[Excerpts from a dataset]
━━━━━━━━━━━━━━━━━━━━

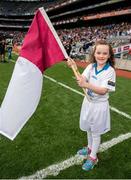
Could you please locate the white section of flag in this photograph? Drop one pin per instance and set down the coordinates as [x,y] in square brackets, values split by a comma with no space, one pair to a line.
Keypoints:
[22,97]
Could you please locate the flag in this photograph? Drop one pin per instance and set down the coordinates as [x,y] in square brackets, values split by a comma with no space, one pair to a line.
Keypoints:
[41,49]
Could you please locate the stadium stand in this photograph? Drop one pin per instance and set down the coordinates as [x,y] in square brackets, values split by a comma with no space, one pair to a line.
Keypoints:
[79,22]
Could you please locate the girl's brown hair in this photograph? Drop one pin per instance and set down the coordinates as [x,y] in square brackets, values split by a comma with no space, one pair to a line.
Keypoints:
[111,53]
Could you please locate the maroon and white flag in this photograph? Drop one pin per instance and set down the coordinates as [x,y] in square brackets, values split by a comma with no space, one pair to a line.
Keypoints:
[41,49]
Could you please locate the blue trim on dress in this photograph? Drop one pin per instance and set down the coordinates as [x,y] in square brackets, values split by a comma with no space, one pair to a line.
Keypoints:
[107,65]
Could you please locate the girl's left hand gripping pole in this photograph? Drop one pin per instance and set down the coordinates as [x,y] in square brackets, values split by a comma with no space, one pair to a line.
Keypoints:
[76,73]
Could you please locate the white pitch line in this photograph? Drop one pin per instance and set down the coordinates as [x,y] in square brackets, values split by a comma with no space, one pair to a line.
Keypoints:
[55,169]
[78,92]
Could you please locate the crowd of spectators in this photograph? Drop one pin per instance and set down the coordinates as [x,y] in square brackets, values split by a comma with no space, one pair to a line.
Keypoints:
[78,41]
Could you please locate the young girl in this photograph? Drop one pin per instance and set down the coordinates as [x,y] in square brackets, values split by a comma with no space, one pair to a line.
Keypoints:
[99,79]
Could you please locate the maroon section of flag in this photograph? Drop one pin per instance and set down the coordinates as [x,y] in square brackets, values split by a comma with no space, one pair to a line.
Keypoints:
[40,44]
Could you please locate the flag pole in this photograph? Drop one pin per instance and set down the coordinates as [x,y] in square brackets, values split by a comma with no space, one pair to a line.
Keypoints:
[77,73]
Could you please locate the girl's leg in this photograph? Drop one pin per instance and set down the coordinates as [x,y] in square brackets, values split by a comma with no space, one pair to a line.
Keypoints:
[96,139]
[89,139]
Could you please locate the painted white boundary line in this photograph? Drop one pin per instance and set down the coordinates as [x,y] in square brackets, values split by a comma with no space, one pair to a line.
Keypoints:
[71,89]
[55,169]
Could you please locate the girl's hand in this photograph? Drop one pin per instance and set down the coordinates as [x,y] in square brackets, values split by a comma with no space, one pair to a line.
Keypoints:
[71,63]
[81,81]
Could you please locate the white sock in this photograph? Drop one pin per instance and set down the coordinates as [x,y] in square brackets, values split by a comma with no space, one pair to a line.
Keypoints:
[89,138]
[95,145]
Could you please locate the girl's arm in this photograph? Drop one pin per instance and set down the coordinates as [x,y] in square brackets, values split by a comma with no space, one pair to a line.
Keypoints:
[96,89]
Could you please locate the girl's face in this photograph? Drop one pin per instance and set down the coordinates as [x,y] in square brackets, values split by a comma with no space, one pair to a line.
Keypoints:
[101,54]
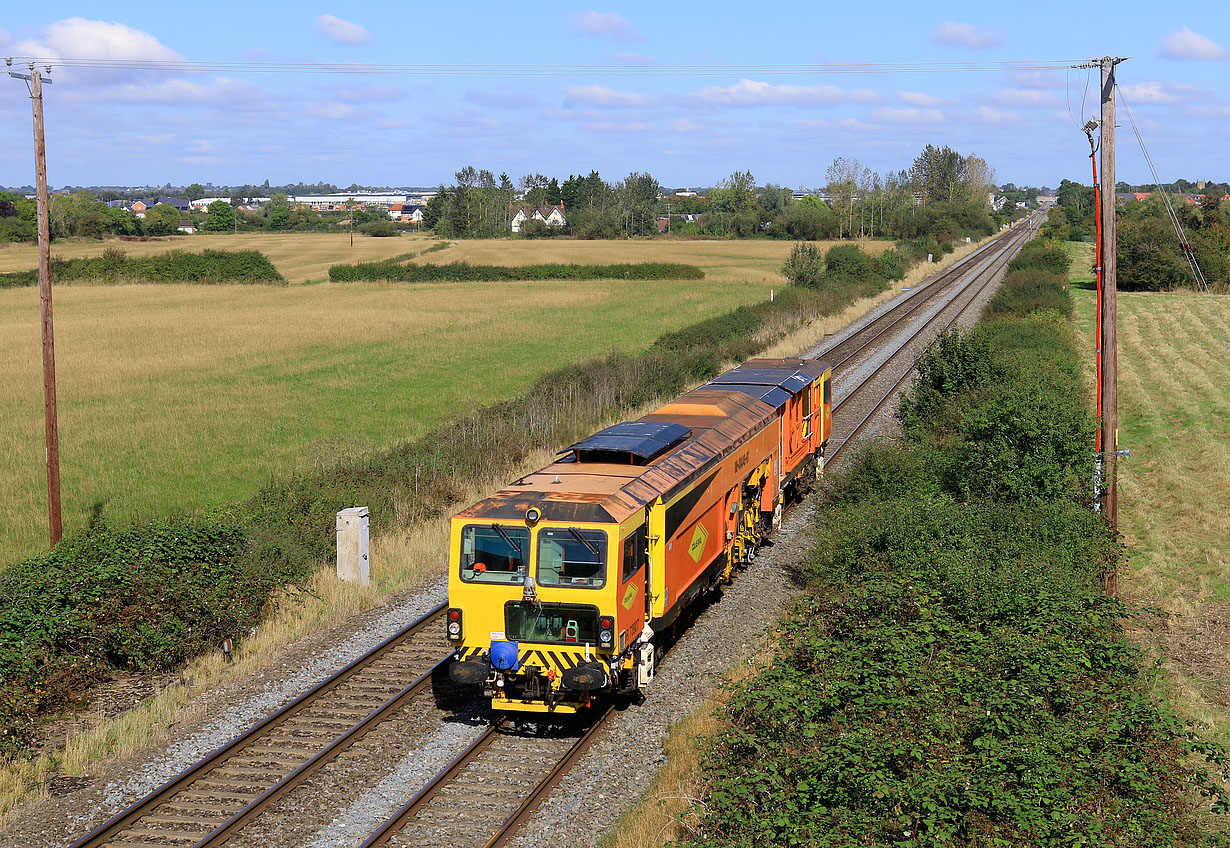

━━━━━━━━━━━━━━━━━━━━

Problem —
Pictures are to be left out when the entries above are repeated exactly.

Answer to the exercise —
Could you please locate the white section of flag in this photograph? Drop one pin per instance and set down the coordinates as [x,y] in square brackets, values split by a comma with no space, one pair to a line.
Keypoints:
[22,97]
Could you please locate the flag in this photograph? Drop one pin per instance and set down the coordinates as [x,y] in square brackets, values split by a comma with no space, one pair to a line.
Keypoints:
[41,49]
Could you please locate the stadium stand in this photograph? Drop one pin per instance and set down the coordinates as [x,y] in square brackets, values split by a comma with no space, one pair to a line.
Keypoints:
[79,22]
Could you please locate the girl's brown hair in this photograph? Drop one pin per instance and set down the coordinates as [x,y] in square brackets, values split by a comma with no space, one pair to a line.
Keypoints:
[111,53]
Could you please locate the maroon and white flag in this photograph? Drop one pin per instance and set down the coordinates as [x,y] in square brackets, values split by a comma with no space, one pair to a line.
Keypoints:
[41,49]
Could you please locate the blue trim on dress in this photograph? Drop one pin per instance and set down the coordinates as [x,y] in square brackets, values split by a comma with no space, one pair to a line.
Keypoints:
[107,65]
Could you please locate the girl's left hand gripping pole in this photograph? Drop one pin per instance and set down the coordinates as [x,y] in square brackets, values split by a comma with no space, one pair to a line.
Keypoints:
[76,73]
Could you please locate the white pitch line in this photograph? Drop one pin per instance and set down the coordinates as [x,y] in square brackets, values split by a comma with no space, one pair to a line.
Keypoints:
[55,169]
[78,92]
Could you please locate the crowd of spectators in this photograph? Drop one pin per instance and set down the coordinates as [x,y] in square brackets, values split by a comma with no space, one pair to a line.
Keypoints:
[78,41]
Could you please locate the young girl in this photograph? Drop one pin per instance and set down the coordinates as [x,y] in square brackets, values split by a comma with no space, one pair to a line.
Keypoints:
[99,79]
Could you please locate the maroon section of flag in this photograph? Drop one pin per instance and set down the coordinates as [x,y] in square brackets, values split by a comma with no space, one pair to a line.
Keypoints:
[40,44]
Could you please locate the flag pole in this photograph? Drop one pin per instance and set down the coordinates as [x,y] in square brackets, values split by a comma with no space, one pair to a line.
Keypoints:
[77,73]
Could you please locate the girl's leg in this photograph? Drop one pin per instance and set down the coordinates as [x,y] in square brackets, values split by a comma with no space, one pair to a line.
Keypoints:
[96,139]
[89,139]
Could you please locate the painted white boundary line in this photograph? Drop one pin per instance and set down the coordinates as [x,y] in square brackets, values split by a comma with no space, one pair to a line.
Keypoints:
[71,89]
[55,169]
Could you please locate the girl's hand in this photograph? Drop one pin per instance and set down the coordinates as [x,y] in square brackets, values split by a comma with no space, one pair to a line.
Keypoints:
[71,63]
[81,81]
Could you please locate the white sock in this photograph? Drop one pin per instance and set down the coordinates as [x,y] in square brackets, values split by a comma with no space, one pair to a line.
Keypoints:
[89,138]
[95,145]
Could you please locate the girl's arm in this photograph? Drop one pin per instance and set down the coordinates as [x,y] in square brackets, values split by a comma with no space, one pair to a line.
Keypoints:
[96,89]
Could you please locate the girl's face in this photograph? Drop one pin per instance and set down the coordinates as [x,y] in square brackets, values split by a comma with no space, one pair to a line.
Keypoints:
[101,54]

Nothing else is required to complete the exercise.